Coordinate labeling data
------------------------------------

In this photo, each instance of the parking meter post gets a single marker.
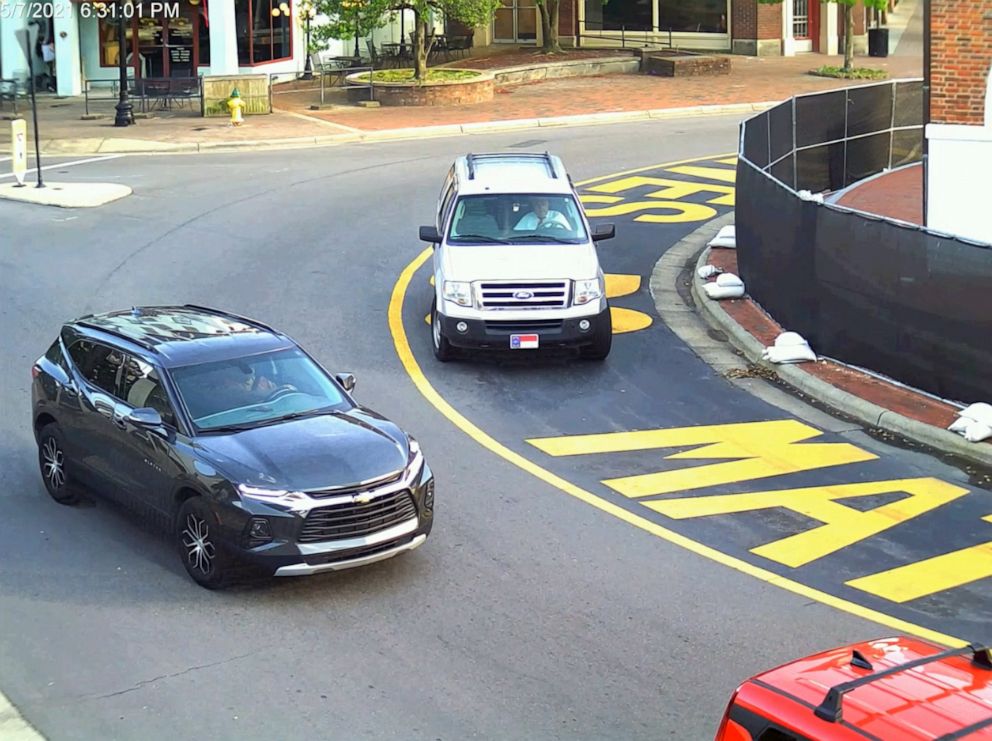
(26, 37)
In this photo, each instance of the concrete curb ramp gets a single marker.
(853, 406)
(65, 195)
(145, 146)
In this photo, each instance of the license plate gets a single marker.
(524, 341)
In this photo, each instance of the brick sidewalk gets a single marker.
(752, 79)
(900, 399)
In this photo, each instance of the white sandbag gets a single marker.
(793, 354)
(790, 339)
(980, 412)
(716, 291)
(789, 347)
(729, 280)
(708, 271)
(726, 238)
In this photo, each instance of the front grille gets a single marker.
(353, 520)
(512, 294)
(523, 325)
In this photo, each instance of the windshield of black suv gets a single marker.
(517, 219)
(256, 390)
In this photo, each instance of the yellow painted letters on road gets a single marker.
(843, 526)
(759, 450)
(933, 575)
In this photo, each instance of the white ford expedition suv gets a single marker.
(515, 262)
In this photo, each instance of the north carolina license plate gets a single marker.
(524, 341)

------------------------------------

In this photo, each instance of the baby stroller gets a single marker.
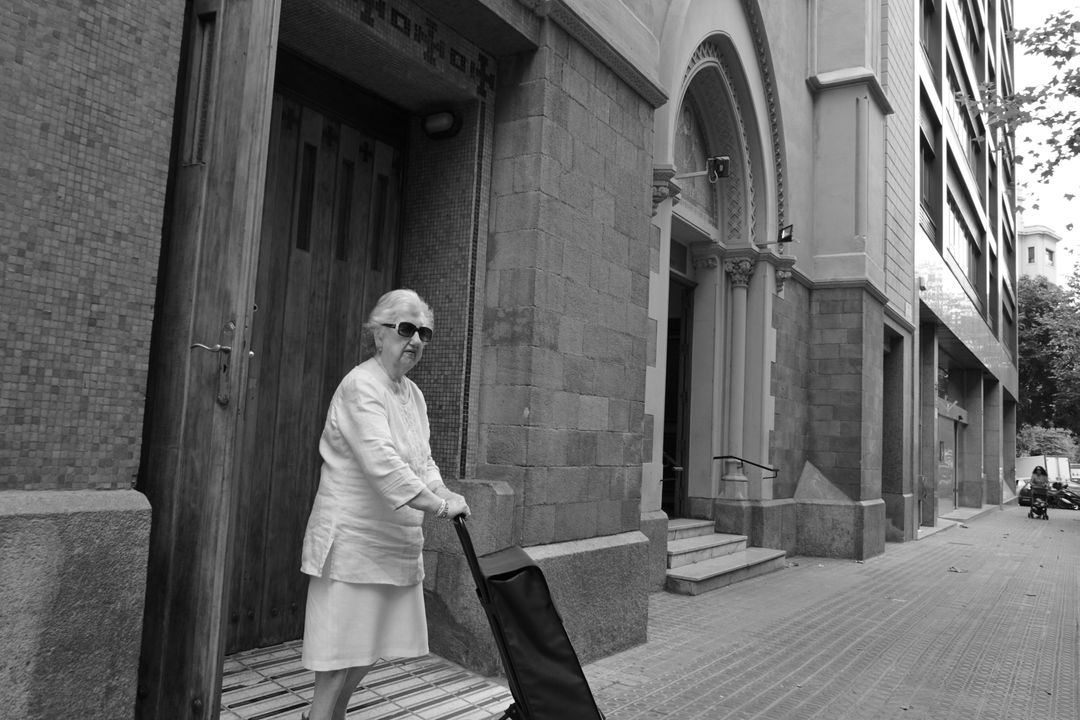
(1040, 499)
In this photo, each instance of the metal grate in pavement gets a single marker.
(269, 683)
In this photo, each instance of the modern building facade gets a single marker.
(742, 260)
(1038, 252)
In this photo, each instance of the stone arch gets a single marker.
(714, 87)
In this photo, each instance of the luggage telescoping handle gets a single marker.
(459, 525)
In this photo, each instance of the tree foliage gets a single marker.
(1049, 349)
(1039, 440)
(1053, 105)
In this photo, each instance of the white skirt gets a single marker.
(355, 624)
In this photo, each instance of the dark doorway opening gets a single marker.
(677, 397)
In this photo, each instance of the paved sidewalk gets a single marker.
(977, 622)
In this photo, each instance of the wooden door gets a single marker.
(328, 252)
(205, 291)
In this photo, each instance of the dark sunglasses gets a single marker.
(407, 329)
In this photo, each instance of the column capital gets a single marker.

------------------------------------

→ **What to produce**
Return the lines above unchanged, everything from the line containing "In this photo, each instance of the luggage" down to the line containing "In this photo, each instance of the column", with both of those lines included.

→ **Output of the exercise**
In this photo, each instance of the luggage telescoping handle gets a single marker.
(459, 525)
In this photo, each instance of the tree foliage gets a single marker.
(1049, 349)
(1039, 440)
(1053, 105)
In this photo, each instance of the white skirt gets a single marker.
(355, 624)
In this photo, each instance of the dark doorway opening gets a single marker.
(677, 397)
In this photo, each instance of the paved sidewalk gets a single marker.
(977, 622)
In this photo, each instance of the wooden door gets a single marker.
(328, 252)
(205, 291)
In this photo, each instance of the dark sunglasses gets a single marker.
(407, 329)
In this photo, each instance of the column capital gets a single marker.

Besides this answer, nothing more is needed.